#### [Exercise goal]
Starting with the line that contains "# Mark the region of the blue", write out each line through the end of the listing, unchanged. Output nothing else.

(Some records)
☆ ☆ ☆ ☆ ☆ ☆ ☆

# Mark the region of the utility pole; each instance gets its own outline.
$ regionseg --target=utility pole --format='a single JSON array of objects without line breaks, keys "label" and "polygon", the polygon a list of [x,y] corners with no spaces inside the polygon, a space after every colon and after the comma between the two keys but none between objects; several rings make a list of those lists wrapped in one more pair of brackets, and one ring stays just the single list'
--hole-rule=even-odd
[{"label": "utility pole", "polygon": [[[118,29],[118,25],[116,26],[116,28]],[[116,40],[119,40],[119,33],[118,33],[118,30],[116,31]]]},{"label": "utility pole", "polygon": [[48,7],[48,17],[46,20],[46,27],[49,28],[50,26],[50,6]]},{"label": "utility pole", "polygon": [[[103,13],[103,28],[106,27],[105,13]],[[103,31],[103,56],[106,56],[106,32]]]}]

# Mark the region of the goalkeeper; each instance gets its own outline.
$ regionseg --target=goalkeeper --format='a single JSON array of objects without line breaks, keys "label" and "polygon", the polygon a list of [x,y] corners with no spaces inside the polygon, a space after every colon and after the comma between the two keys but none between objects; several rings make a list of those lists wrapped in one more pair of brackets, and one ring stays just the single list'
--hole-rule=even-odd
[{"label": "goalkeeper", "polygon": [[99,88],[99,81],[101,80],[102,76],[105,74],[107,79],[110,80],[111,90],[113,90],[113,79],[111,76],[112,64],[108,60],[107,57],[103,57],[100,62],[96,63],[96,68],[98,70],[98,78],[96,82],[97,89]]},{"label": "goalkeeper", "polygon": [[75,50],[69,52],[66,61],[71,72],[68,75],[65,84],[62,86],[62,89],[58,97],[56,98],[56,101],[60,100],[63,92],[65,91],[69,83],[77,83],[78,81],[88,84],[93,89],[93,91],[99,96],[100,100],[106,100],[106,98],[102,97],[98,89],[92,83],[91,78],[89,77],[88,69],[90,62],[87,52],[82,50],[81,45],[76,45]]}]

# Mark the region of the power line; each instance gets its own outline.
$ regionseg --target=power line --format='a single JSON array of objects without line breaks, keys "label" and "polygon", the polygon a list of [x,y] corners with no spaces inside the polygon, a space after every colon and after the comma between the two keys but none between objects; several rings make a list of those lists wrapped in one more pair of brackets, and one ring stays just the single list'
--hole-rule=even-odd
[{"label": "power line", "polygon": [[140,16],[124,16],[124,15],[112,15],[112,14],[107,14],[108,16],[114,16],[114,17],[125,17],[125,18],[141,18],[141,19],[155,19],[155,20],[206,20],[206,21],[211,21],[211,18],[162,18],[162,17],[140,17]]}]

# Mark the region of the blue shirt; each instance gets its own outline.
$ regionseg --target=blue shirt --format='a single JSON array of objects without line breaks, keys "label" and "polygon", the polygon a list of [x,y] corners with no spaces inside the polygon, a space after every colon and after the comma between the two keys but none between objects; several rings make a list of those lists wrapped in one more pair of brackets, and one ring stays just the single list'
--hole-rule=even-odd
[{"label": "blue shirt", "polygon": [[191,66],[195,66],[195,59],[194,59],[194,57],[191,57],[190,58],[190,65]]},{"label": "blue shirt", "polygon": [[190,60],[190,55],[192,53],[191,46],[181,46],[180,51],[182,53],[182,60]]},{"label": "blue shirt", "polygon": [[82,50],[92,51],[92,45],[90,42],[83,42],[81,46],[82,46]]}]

☆ ☆ ☆ ☆ ☆ ☆ ☆

#### [Output of the task]
# Mark the region of the blue shirt; each instance gets its own outline.
$ regionseg --target=blue shirt --format='a single JSON array of objects without line breaks, keys "label" and "polygon", the polygon a list of [x,y] corners with no spaces inside the polygon, a space after every colon and after the comma between the two keys but none between objects; several rings make a list of those lists wrapped in one more pair of brackets, and one ring stays just the single list'
--hole-rule=even-odd
[{"label": "blue shirt", "polygon": [[191,66],[195,66],[195,59],[194,59],[194,57],[191,57],[190,58],[190,65]]},{"label": "blue shirt", "polygon": [[190,60],[190,55],[192,53],[191,46],[181,46],[180,51],[182,53],[182,60]]},{"label": "blue shirt", "polygon": [[82,50],[92,51],[92,45],[90,42],[83,42],[81,46],[82,46]]}]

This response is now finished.